| 练习说明 |
将下面全部记录逐行转写为编号列表，空行不计入，答案中略去图片。

------ 数据摘录

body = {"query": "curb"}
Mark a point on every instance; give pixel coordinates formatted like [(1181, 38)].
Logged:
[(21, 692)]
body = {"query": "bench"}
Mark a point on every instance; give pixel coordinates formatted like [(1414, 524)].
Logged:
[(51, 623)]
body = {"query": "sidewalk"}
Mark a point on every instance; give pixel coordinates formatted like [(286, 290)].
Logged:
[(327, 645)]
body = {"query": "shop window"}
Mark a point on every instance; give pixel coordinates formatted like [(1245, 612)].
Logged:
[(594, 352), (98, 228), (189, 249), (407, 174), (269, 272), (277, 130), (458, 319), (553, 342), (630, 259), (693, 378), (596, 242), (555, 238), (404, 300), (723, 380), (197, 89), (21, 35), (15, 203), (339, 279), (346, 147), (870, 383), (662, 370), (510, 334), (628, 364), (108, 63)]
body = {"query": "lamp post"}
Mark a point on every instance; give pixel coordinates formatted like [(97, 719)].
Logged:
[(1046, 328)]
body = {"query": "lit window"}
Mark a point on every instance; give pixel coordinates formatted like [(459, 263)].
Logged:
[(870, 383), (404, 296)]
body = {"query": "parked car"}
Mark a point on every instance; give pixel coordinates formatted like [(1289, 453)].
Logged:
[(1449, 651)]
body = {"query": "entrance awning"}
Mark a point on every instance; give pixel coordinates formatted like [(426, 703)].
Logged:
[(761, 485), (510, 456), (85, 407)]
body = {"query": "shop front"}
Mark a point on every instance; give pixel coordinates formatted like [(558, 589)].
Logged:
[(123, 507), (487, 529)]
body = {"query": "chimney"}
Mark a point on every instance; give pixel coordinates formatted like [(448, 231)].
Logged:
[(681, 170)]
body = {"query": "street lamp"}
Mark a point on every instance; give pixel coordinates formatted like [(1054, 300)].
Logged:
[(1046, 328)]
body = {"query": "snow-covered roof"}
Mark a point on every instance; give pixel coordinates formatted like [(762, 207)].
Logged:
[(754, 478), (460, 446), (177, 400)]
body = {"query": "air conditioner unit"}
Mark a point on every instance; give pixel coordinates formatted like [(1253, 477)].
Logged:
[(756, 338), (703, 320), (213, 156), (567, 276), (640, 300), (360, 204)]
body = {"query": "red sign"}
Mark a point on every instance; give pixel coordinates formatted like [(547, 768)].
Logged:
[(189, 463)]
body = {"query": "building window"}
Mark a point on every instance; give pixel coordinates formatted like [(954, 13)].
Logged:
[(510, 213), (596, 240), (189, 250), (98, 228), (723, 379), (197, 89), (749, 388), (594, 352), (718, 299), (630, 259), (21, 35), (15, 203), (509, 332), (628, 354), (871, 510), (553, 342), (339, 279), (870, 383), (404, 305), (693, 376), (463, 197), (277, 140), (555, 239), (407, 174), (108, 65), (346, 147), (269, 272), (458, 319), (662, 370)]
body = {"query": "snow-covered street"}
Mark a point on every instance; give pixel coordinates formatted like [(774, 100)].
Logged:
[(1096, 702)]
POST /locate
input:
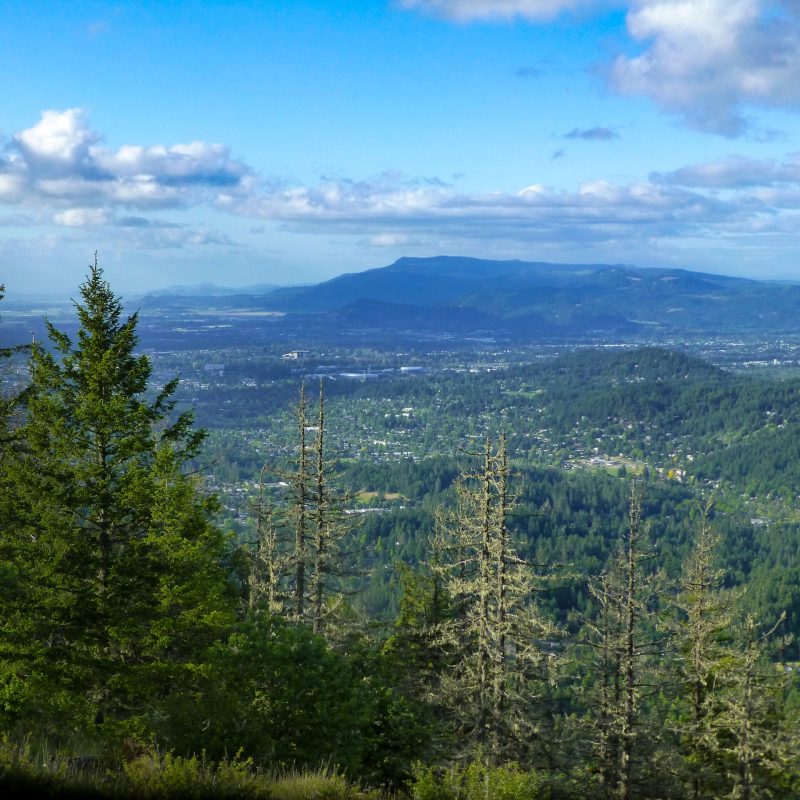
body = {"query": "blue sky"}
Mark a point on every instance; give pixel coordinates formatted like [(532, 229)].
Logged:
[(289, 142)]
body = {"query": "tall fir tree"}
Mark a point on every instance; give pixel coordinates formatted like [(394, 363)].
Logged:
[(119, 575)]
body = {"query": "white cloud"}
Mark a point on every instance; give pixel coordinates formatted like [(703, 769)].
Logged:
[(59, 138), (59, 162), (735, 173), (82, 217), (471, 10), (708, 60)]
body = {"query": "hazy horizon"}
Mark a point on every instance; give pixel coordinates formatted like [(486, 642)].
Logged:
[(263, 143)]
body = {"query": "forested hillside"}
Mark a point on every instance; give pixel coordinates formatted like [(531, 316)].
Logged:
[(566, 586)]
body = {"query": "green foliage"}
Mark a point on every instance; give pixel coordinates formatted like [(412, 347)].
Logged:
[(476, 781), (117, 578)]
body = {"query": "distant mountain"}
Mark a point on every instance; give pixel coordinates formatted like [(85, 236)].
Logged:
[(456, 294)]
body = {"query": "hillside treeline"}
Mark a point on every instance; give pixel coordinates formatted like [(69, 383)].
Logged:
[(525, 657)]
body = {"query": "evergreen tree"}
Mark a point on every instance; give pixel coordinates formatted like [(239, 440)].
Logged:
[(297, 565), (625, 642), (119, 577), (496, 630)]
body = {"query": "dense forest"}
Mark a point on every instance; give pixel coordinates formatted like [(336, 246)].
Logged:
[(512, 631)]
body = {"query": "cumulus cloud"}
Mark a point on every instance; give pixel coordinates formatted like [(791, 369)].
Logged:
[(471, 10), (597, 134), (60, 162), (707, 60)]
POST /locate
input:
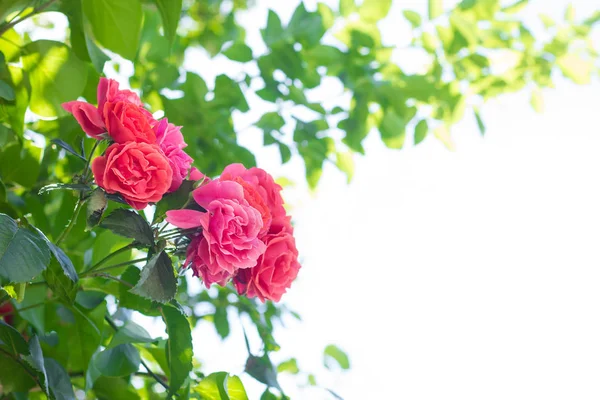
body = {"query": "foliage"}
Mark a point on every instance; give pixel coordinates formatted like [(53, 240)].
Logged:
[(67, 274)]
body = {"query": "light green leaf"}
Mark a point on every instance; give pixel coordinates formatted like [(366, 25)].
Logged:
[(121, 360), (170, 12), (116, 24), (576, 68), (413, 17), (157, 281), (421, 130), (374, 10), (332, 353), (179, 346), (56, 76), (23, 252), (130, 333), (436, 8)]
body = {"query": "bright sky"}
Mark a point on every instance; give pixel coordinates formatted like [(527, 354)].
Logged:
[(471, 274)]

------------

| 任务答复 |
1. body = {"query": "curb"}
2. Mark a point on every instance; give pixel coordinates formatted like [(1181, 38)].
3. Logged:
4. [(21, 692)]
5. body = {"query": "bench"}
6. Mark a point on every instance; give pixel coordinates formatted like [(1414, 524)].
7. Logged:
8. [(51, 623)]
9. body = {"query": "sidewalk"}
10. Mark a point on every instance; give pixel coordinates formatted like [(286, 290)].
11. Logged:
12. [(327, 645)]
13. body = {"query": "shop window"}
14. Mark a point on every instance; give pixel coordinates formatted like [(1245, 612)].
15. Logged:
16. [(594, 352), (98, 228), (189, 249), (407, 174), (269, 272), (277, 130), (458, 319), (553, 342), (630, 259), (693, 378), (596, 242), (555, 238), (404, 300), (723, 380), (197, 89), (21, 35), (15, 203), (339, 279), (346, 147), (870, 383), (662, 370), (510, 334), (628, 364), (108, 63)]
17. body = {"query": "lamp post"}
18. Mark a point on every instance; give pixel coordinates formatted like [(97, 719)].
19. Logged:
20. [(1046, 328)]
21. body = {"query": "lit window"}
22. Mark a point on every instance; give pixel coordinates formatted like [(459, 263)].
23. Logged:
24. [(870, 383), (404, 296)]
25. body = {"query": "parked car"}
26. Mark a point on every instance; give pixel coordinates formatted like [(1289, 453)].
27. Logged:
28. [(1449, 651)]
29. body = {"query": "entrance awning"}
30. Mark a point on every instance; give pixel coordinates formatted like [(426, 703)].
31. Logged:
32. [(761, 485), (510, 456), (85, 407)]
33. body = {"query": "shop front"}
34. Mark a point on every instance; give pixel coordinates formatted like [(558, 589)].
35. Logged:
36. [(123, 507), (487, 529)]
37. body = {"query": "chimney"}
38. Mark a point on every instance; give pixel coordinates formatted like [(448, 231)].
39. Logged:
40. [(681, 170)]
41. body = {"query": "street lamp"}
42. Mark a point on every instance; give pixel coordinates formatted like [(1054, 300)].
43. Logged:
44. [(1046, 328)]
45. body = {"query": "snow-covered roof"}
46. Mark a point on every instance; give pixel coordinates formatted like [(762, 207)].
47. Logged:
48. [(754, 478), (460, 446), (177, 400)]
49. body = {"query": "air conditioner unit"}
50. Mark a point on every instance; give pixel coordinates formatted like [(1253, 477)].
51. Logged:
52. [(756, 338), (703, 320), (213, 156), (567, 276), (640, 300), (360, 204)]
53. body = {"query": "red sign"}
54. Mark a point on every instance; give pixel coordinates formatted like [(547, 768)].
55. Logged:
56. [(189, 463)]
57. body = {"query": "building window"}
58. Mark a point on every instance; give pixel coordinates formatted like [(954, 13)].
59. Logged:
60. [(510, 213), (596, 240), (189, 250), (98, 228), (723, 379), (197, 89), (749, 388), (594, 352), (718, 299), (630, 259), (21, 35), (15, 203), (509, 332), (628, 354), (871, 510), (553, 342), (339, 279), (870, 383), (404, 305), (693, 376), (463, 197), (277, 140), (555, 239), (407, 174), (108, 65), (346, 147), (269, 272), (458, 319), (662, 370)]
61. body = {"query": "snow-covered street"}
62. Mark a point on every instance; give pixel coordinates formatted like [(774, 100)].
63. Logged:
64. [(1096, 702)]
65. POST /locate
66. input:
67. body = {"query": "blue sky"}
68. Mark a point on every instance; give pixel coordinates formatted like [(532, 229)].
69. Logged:
70. [(289, 142)]
71. body = {"query": "tall fir tree"}
72. Mark a point on every instance; give pixel coordinates formatted like [(394, 363)].
73. Logged:
74. [(119, 575)]
75. body = {"query": "white cloud"}
76. Mark a point on every instance; give pixel coordinates formatted like [(703, 769)].
77. Logged:
78. [(59, 138), (59, 162), (735, 173), (82, 217), (471, 10), (708, 60)]
79. body = {"query": "hazy horizon"}
80. Mark a point on every instance; give pixel coordinates formatted like [(486, 642)].
81. Logged:
82. [(263, 143)]
83. body = {"query": "forested hillside"}
84. Mark a point on every instance; give pixel coordinates formatted like [(531, 316)].
85. Logged:
86. [(566, 586)]
87. body = {"query": "green foliage"}
88. Mark a point on every instance; give pixel coordinates formatted like [(412, 347)].
89. Logged:
90. [(476, 781), (117, 578)]
91. body = {"query": "distant mountain"}
92. Mark a point on every instance; give pixel coordinates formatted like [(85, 236)].
93. Logged:
94. [(456, 294)]
95. body = {"query": "hillside treeline"}
96. Mark a point on every instance; give pixel coordinates formatted like [(69, 383)].
97. Logged:
98. [(525, 657)]
99. body = {"query": "evergreen tree"}
100. Mark a point on every instance; give pixel coordinates formatted like [(239, 440)].
101. Logged:
102. [(297, 565), (625, 642), (119, 577), (496, 630)]
103. body = {"query": "dense forest"}
104. Mark a point on every instance; give pixel coordinates formatted like [(336, 246)].
105. Logged:
106. [(512, 631)]
107. body = {"query": "cumulus cloud"}
108. Mark a point on every instance; give pixel coordinates formatted like [(791, 369)].
109. Logged:
110. [(471, 10), (597, 134), (60, 162), (707, 60)]
111. POST /locate
112. input:
113. body = {"query": "foliage"}
114. Mark a point on every instance; give pixel coordinates formatted like [(53, 240)].
115. Logged:
116. [(67, 274)]
117. body = {"query": "light green leaf"}
118. Mark a point on every instance; give pixel coordinates formatted like [(366, 25)].
119. Logged:
120. [(121, 360), (170, 12), (116, 24), (576, 68), (413, 17), (157, 281), (421, 130), (374, 10), (332, 353), (179, 346), (56, 76), (23, 252), (130, 333), (436, 8)]
121. body = {"query": "bright sky"}
122. Mark a point on every instance; give pixel coordinates formatted like [(527, 354)].
123. Logged:
124. [(471, 274)]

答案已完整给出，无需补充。